- Written task
Write out the whole listing, matching it exactly.

## Start Materials provided

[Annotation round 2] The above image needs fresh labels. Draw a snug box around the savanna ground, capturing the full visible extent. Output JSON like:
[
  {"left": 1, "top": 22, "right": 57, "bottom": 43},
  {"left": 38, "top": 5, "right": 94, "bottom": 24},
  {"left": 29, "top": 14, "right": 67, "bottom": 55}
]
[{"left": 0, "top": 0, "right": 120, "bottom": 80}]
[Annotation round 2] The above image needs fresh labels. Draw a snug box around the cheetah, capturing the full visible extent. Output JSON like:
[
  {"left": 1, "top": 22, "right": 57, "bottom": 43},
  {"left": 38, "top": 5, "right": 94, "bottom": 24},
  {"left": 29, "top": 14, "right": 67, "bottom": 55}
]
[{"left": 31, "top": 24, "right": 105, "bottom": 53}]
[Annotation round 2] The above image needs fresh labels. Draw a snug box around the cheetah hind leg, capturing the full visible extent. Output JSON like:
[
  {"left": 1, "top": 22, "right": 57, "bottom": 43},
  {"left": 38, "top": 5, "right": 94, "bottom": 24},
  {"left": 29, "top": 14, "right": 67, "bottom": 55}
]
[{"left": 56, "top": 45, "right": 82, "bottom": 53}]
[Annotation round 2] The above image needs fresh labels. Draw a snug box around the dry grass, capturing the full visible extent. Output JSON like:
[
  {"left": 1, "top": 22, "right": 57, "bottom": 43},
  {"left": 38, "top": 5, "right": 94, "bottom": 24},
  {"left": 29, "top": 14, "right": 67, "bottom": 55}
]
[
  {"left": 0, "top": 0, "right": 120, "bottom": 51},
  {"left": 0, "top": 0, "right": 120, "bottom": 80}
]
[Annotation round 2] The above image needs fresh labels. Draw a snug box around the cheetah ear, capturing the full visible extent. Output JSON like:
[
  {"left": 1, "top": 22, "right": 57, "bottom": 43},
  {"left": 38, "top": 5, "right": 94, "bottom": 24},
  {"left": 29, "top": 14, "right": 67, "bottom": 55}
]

## End Materials provided

- Expected output
[Annotation round 2] The above image needs fresh labels. Draw a snug box around the savanna ground, capturing the full visible extent. Output JSON like:
[
  {"left": 1, "top": 22, "right": 57, "bottom": 43},
  {"left": 38, "top": 5, "right": 94, "bottom": 24},
  {"left": 29, "top": 14, "right": 67, "bottom": 55}
]
[{"left": 0, "top": 0, "right": 120, "bottom": 80}]
[Annotation round 2] The above image needs fresh labels. Draw a snug box around the cheetah, capturing the full visible extent. Output JSON like:
[
  {"left": 1, "top": 22, "right": 57, "bottom": 43},
  {"left": 38, "top": 5, "right": 94, "bottom": 24},
  {"left": 29, "top": 14, "right": 67, "bottom": 55}
]
[{"left": 31, "top": 24, "right": 105, "bottom": 53}]
[Annotation round 2] The above image needs fresh labels. Draw a snug box around the cheetah hind leg, capturing the full visible extent. Output JSON like:
[
  {"left": 1, "top": 22, "right": 57, "bottom": 43},
  {"left": 38, "top": 5, "right": 94, "bottom": 24},
  {"left": 29, "top": 14, "right": 67, "bottom": 55}
]
[{"left": 56, "top": 45, "right": 82, "bottom": 53}]
[Annotation round 2] The above image needs fresh labels. Draw a snug box around the dry grass, capturing the full visible extent. Output JSON like:
[
  {"left": 1, "top": 22, "right": 57, "bottom": 43},
  {"left": 38, "top": 5, "right": 94, "bottom": 24},
  {"left": 29, "top": 14, "right": 67, "bottom": 55}
]
[
  {"left": 0, "top": 0, "right": 120, "bottom": 51},
  {"left": 0, "top": 0, "right": 120, "bottom": 80}
]
[Annotation round 2] The above image needs fresh labels. Draw a snug box around the cheetah ear, capturing the full visible extent. Output JSON like:
[
  {"left": 1, "top": 22, "right": 57, "bottom": 43},
  {"left": 38, "top": 5, "right": 94, "bottom": 24},
  {"left": 29, "top": 14, "right": 67, "bottom": 55}
]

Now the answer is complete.